AIM OF THE EXERCISE - Reproduce the entries below exactly, but only from the line containing "Target: green foliage" to the line containing "One point rides on each instance of the dark trousers, each", inclusive.
[EXTRACTED RECORDS Boundary: Start]
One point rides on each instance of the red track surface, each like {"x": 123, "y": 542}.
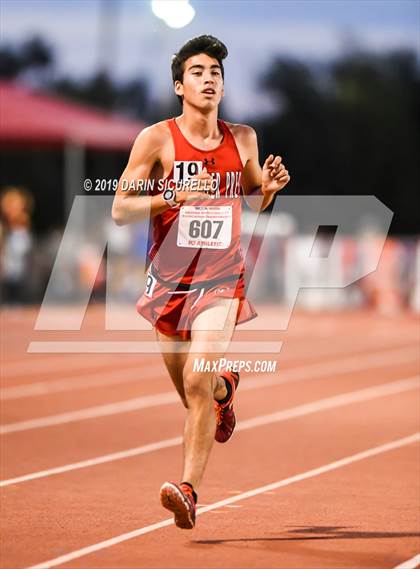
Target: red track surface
{"x": 359, "y": 514}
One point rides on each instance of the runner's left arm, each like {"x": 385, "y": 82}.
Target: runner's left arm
{"x": 265, "y": 181}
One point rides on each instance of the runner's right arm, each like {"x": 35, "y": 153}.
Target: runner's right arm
{"x": 129, "y": 206}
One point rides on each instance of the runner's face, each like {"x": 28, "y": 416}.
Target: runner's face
{"x": 202, "y": 85}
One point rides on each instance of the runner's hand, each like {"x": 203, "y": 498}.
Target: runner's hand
{"x": 274, "y": 175}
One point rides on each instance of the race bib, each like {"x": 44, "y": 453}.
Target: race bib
{"x": 208, "y": 227}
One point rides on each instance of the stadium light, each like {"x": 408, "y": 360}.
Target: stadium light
{"x": 175, "y": 13}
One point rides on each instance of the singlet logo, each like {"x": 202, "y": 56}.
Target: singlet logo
{"x": 206, "y": 161}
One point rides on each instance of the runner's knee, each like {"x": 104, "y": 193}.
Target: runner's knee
{"x": 197, "y": 386}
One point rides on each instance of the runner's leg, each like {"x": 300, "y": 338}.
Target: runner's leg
{"x": 200, "y": 387}
{"x": 174, "y": 360}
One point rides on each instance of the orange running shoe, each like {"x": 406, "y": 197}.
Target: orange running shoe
{"x": 180, "y": 501}
{"x": 225, "y": 415}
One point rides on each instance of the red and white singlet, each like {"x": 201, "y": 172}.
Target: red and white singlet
{"x": 200, "y": 241}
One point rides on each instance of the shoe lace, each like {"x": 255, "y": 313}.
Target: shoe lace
{"x": 219, "y": 414}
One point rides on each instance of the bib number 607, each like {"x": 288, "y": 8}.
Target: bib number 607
{"x": 204, "y": 228}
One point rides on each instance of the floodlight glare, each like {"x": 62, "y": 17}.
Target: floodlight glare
{"x": 175, "y": 13}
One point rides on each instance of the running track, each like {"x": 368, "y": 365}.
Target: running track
{"x": 322, "y": 472}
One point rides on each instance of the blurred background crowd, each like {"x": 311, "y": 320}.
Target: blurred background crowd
{"x": 333, "y": 86}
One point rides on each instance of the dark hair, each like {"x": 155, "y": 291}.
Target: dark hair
{"x": 209, "y": 45}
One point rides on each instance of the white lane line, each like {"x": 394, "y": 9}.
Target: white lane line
{"x": 73, "y": 383}
{"x": 34, "y": 365}
{"x": 145, "y": 347}
{"x": 99, "y": 379}
{"x": 306, "y": 409}
{"x": 92, "y": 412}
{"x": 374, "y": 451}
{"x": 410, "y": 563}
{"x": 339, "y": 366}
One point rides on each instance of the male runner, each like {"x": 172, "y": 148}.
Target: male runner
{"x": 195, "y": 292}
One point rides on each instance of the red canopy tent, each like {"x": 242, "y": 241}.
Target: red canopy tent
{"x": 29, "y": 118}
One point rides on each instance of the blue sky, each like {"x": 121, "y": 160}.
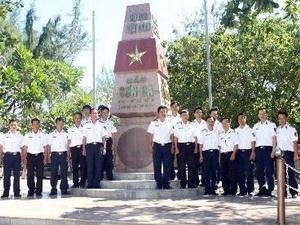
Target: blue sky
{"x": 109, "y": 23}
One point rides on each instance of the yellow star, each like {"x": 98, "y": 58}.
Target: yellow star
{"x": 136, "y": 56}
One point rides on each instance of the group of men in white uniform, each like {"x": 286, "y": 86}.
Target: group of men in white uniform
{"x": 226, "y": 154}
{"x": 88, "y": 143}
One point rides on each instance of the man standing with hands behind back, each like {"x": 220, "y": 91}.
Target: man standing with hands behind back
{"x": 265, "y": 135}
{"x": 10, "y": 145}
{"x": 160, "y": 137}
{"x": 35, "y": 148}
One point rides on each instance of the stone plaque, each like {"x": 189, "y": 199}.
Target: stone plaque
{"x": 140, "y": 87}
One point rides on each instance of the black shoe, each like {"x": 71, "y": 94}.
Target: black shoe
{"x": 192, "y": 186}
{"x": 167, "y": 187}
{"x": 241, "y": 194}
{"x": 259, "y": 194}
{"x": 294, "y": 196}
{"x": 158, "y": 186}
{"x": 268, "y": 195}
{"x": 52, "y": 193}
{"x": 206, "y": 193}
{"x": 5, "y": 196}
{"x": 30, "y": 194}
{"x": 17, "y": 196}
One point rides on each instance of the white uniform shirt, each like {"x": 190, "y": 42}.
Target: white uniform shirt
{"x": 174, "y": 119}
{"x": 35, "y": 142}
{"x": 286, "y": 136}
{"x": 85, "y": 120}
{"x": 75, "y": 135}
{"x": 209, "y": 139}
{"x": 245, "y": 136}
{"x": 161, "y": 131}
{"x": 199, "y": 126}
{"x": 185, "y": 132}
{"x": 109, "y": 127}
{"x": 94, "y": 132}
{"x": 264, "y": 133}
{"x": 11, "y": 142}
{"x": 218, "y": 126}
{"x": 58, "y": 141}
{"x": 227, "y": 141}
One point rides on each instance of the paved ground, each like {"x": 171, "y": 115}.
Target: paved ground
{"x": 210, "y": 210}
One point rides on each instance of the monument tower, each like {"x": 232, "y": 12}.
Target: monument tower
{"x": 140, "y": 87}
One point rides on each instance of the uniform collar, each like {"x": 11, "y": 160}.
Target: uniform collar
{"x": 246, "y": 126}
{"x": 196, "y": 121}
{"x": 39, "y": 131}
{"x": 284, "y": 126}
{"x": 74, "y": 125}
{"x": 266, "y": 122}
{"x": 177, "y": 116}
{"x": 56, "y": 131}
{"x": 227, "y": 132}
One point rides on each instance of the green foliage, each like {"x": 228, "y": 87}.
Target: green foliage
{"x": 253, "y": 67}
{"x": 104, "y": 86}
{"x": 238, "y": 12}
{"x": 7, "y": 6}
{"x": 41, "y": 84}
{"x": 58, "y": 42}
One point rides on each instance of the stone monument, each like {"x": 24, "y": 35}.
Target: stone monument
{"x": 140, "y": 87}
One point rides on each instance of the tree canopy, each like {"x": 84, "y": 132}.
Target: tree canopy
{"x": 38, "y": 79}
{"x": 252, "y": 66}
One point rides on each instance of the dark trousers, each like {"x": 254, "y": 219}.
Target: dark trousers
{"x": 245, "y": 171}
{"x": 94, "y": 160}
{"x": 35, "y": 166}
{"x": 292, "y": 181}
{"x": 198, "y": 165}
{"x": 11, "y": 163}
{"x": 59, "y": 161}
{"x": 78, "y": 160}
{"x": 210, "y": 163}
{"x": 187, "y": 158}
{"x": 108, "y": 161}
{"x": 162, "y": 157}
{"x": 173, "y": 173}
{"x": 228, "y": 173}
{"x": 264, "y": 169}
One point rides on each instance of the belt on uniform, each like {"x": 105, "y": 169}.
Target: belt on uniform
{"x": 60, "y": 153}
{"x": 264, "y": 147}
{"x": 244, "y": 150}
{"x": 225, "y": 153}
{"x": 94, "y": 143}
{"x": 161, "y": 144}
{"x": 186, "y": 143}
{"x": 210, "y": 150}
{"x": 37, "y": 154}
{"x": 12, "y": 153}
{"x": 77, "y": 146}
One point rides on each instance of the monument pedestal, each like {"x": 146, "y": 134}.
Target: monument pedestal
{"x": 133, "y": 154}
{"x": 140, "y": 87}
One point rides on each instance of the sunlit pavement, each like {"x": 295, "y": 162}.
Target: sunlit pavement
{"x": 81, "y": 210}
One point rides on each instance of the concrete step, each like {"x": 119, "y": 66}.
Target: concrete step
{"x": 134, "y": 176}
{"x": 126, "y": 194}
{"x": 134, "y": 184}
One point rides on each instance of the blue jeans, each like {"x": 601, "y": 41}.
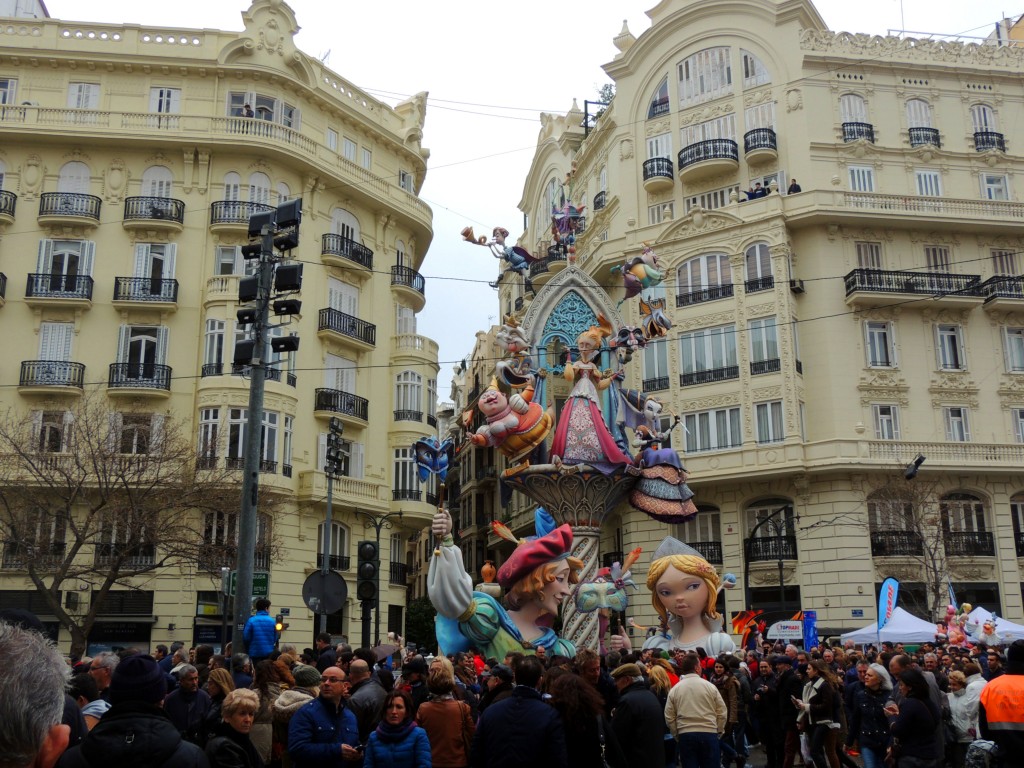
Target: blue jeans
{"x": 699, "y": 751}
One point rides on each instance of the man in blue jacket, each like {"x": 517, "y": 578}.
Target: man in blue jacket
{"x": 521, "y": 730}
{"x": 259, "y": 634}
{"x": 324, "y": 732}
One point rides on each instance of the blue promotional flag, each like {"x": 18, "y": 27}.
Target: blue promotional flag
{"x": 887, "y": 601}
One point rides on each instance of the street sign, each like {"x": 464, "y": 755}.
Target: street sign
[EXTRACTED RECORDS Boundary: End]
REPLY TO THE TASK -
Target: green foliage
{"x": 253, "y": 67}
{"x": 104, "y": 86}
{"x": 238, "y": 12}
{"x": 7, "y": 6}
{"x": 41, "y": 84}
{"x": 58, "y": 42}
One point rides on each instance of the stone monument, each like {"x": 24, "y": 35}.
Target: stone monument
{"x": 140, "y": 87}
One point rides on each instance of the tree canopy, each like {"x": 84, "y": 132}.
Target: tree canopy
{"x": 38, "y": 79}
{"x": 252, "y": 66}
One point rides on each instance of the dark trousers, each like {"x": 254, "y": 219}.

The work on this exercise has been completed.